### Stated goal:
Pick out every line in the rows below that contains the word "deck", and copy each of those lines in full.

::: Record set

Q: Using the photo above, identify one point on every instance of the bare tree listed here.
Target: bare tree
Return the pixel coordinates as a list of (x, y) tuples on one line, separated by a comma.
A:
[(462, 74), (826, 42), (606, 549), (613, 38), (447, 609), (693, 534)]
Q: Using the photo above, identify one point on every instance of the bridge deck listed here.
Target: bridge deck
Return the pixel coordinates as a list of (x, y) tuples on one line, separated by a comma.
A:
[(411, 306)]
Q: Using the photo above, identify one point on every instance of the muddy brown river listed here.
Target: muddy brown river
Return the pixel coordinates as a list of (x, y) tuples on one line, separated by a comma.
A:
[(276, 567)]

::::::
::: Record set

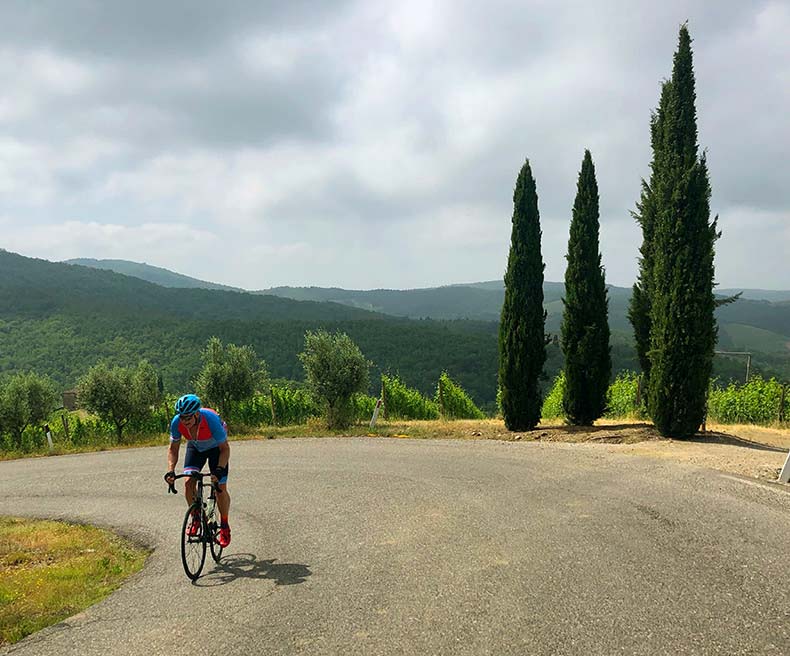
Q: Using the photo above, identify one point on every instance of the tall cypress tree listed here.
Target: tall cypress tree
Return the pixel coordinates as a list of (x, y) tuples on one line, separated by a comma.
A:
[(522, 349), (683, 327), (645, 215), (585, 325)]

::::::
::: Record set

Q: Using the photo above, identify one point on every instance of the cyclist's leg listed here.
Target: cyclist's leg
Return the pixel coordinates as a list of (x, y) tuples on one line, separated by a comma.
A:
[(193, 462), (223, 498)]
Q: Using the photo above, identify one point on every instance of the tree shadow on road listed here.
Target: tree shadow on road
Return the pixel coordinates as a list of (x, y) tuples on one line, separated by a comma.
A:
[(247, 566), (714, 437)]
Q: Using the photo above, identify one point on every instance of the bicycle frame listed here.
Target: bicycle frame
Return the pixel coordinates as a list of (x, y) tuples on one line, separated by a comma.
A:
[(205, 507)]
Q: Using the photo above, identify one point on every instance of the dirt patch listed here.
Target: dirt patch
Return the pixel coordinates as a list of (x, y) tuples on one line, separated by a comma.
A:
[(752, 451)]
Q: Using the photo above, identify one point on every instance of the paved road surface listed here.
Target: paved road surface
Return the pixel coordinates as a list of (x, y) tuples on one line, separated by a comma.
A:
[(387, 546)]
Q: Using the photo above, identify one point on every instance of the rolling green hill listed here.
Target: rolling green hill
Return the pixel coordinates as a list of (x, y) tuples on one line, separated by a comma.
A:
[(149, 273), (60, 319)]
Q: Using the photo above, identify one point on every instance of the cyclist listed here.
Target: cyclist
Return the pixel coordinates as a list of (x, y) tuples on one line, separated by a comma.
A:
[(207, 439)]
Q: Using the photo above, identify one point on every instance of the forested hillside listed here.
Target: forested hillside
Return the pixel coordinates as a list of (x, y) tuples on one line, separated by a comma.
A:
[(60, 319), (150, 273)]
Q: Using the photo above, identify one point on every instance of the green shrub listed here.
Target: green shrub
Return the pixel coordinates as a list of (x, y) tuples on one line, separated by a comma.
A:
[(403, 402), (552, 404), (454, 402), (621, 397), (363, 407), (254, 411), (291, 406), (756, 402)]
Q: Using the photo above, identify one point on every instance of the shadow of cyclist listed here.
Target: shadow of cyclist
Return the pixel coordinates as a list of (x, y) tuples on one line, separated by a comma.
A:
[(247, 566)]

::::::

### Problem solution:
Q: Using the photo above, identify one point on every instance of the bridge deck listed here.
Target: bridge deck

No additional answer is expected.